** BEGIN READING TEXT **

ONTARIO CIVILIAN COMMISSION ON POLICE SERVICES
REASONS FOR DECISION
CONSTABLE ROY FRIGHT
Appellant
and
HAMILTON POLICE SERVICE
Respondent
Presiding Members: Barbara Morland Wellard, Member Brenda Weese, Member
Appearances:
Doug Allan, Agent for the Appellant
Brian Duxbury, Counsel for the Respondent
Hearing Date: Tuesday, September 10th, 2002
On the 5th day of December, 2001, Superintendent Terry Sullivan (the “Hearing Officer”) found Constable Roy Fright, in his role as Acting Sergeant, guilty of the disciplinary offence of Neglect of Duty for failing to ensure that appropriate reports were submitted in relation to an incident. On January 17th, 2002, the Hearing Officer assessed a penalty of 4 hours to be taken from overtime, court time or sick time.
Constable Fright appeals the finding of Neglect of Duty but not the penalty assessed.
The Facts:
By Notice of Hearing dated March 19th, 2001, the Appellant was charged with one count of misconduct contrary to section 2(1)(c)(i) of the Code of Conduct found at Ontario Regulation 123/98 (the “Code”). The single count of misconduct against Constable Fright was as follows:
… on or about the 18th of September, 2000, while a sworn member of the Hamilton-Wentworth Regional Police Service (now Hamilton Police Service), did, without lawful excuse, neglect or omit promptly and diligently to perform his duty as a member of the Police Service by failing to ensure that appropriate reports were submitted in relation to an incident to which the Police Services responded at Centre Mall (Daniel’s Restaurant) and/or by failing to … submit a report in relation to the incident as an assisting officer, thereby committing the offence against discipline of Neglect of Duty.

** END READING TEXT **
** BEGIN DATA EXTRACT **

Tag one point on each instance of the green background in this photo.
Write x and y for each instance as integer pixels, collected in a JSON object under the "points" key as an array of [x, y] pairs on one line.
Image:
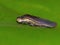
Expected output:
{"points": [[12, 33]]}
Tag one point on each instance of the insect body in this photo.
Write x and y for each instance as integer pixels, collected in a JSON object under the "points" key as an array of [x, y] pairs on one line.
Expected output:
{"points": [[35, 21]]}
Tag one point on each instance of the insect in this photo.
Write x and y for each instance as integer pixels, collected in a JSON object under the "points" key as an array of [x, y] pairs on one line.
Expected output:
{"points": [[35, 21]]}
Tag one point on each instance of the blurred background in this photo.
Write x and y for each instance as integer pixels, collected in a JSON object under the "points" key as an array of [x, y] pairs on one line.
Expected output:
{"points": [[12, 33]]}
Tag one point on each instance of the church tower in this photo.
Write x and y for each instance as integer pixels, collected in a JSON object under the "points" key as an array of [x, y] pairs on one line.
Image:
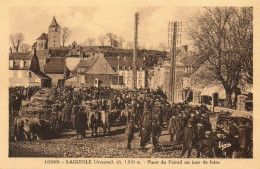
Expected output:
{"points": [[54, 34]]}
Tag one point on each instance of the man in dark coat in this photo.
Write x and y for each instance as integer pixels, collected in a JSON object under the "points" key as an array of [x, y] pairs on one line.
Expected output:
{"points": [[157, 123], [244, 137], [233, 129], [130, 128], [146, 126], [80, 122], [200, 135], [206, 146], [188, 140], [178, 127]]}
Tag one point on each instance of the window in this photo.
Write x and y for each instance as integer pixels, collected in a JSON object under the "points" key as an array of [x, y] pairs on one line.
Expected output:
{"points": [[22, 63], [11, 74], [140, 75], [140, 83], [11, 63], [20, 74]]}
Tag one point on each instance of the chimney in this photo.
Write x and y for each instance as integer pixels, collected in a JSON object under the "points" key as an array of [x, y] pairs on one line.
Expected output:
{"points": [[34, 51], [44, 60], [184, 48]]}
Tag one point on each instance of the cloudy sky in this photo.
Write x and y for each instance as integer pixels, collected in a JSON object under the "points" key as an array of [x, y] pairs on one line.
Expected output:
{"points": [[93, 21]]}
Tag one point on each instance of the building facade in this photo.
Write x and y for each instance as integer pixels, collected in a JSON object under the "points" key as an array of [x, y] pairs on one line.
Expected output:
{"points": [[24, 70]]}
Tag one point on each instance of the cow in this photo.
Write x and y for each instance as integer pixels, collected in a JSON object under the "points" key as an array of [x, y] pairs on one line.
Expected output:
{"points": [[93, 122], [114, 115], [29, 128], [99, 119], [80, 122]]}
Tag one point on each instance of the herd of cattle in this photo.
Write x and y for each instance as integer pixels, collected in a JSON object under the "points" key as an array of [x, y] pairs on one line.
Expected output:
{"points": [[50, 112]]}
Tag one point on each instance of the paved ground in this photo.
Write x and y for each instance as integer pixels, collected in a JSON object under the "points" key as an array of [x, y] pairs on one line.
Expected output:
{"points": [[113, 146]]}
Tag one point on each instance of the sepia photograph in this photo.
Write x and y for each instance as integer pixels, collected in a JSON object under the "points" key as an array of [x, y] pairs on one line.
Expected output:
{"points": [[131, 82]]}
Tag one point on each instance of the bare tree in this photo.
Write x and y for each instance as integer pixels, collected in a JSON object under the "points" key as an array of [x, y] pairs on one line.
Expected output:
{"points": [[102, 40], [129, 45], [218, 34], [90, 41], [162, 46], [112, 40], [66, 32], [120, 42], [24, 48], [16, 40]]}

** END DATA EXTRACT **

### [TO-DO LIST]
a - Please list every date that appears in the police appeal decision.
b - Carry on writing the police appeal decision from the end of the quoted misconduct charge.

### [TASK-BY-TASK ANSWERS]
a -
- Tuesday, September 10th, 2002
- the 5th day of December, 2001
- January 17th, 2002
- March 19th, 2001
- the 18th of September, 2000

b -
The events giving rise to this allegation were not in dispute. An agreed Statement of Facts was filed at the hearing by both the Appellant and the Respondent and received as Exhibit 3. It read as follows:
On Monday, September 18th, 2000 at approx. 3:32 pm an anonymous male caller called police and stated that he had observed two males seated at the patio at Daniel’s Restaurant, located within the Centre Mall, and that one male looked like he had the butt of a gun hanging inside his shirt above his pants.
P.C. Mark Stringer was the primary unit dispatched to the call and a total of (7) uniform officers, including the supervisor, Acting Sergeant Fright and two plainclothes officers responded to the scene. The first unit arrived within one minute of the call being dispatched, and the response was then co-ordinated to ensure that a proper perimeter was set up around the restaurant.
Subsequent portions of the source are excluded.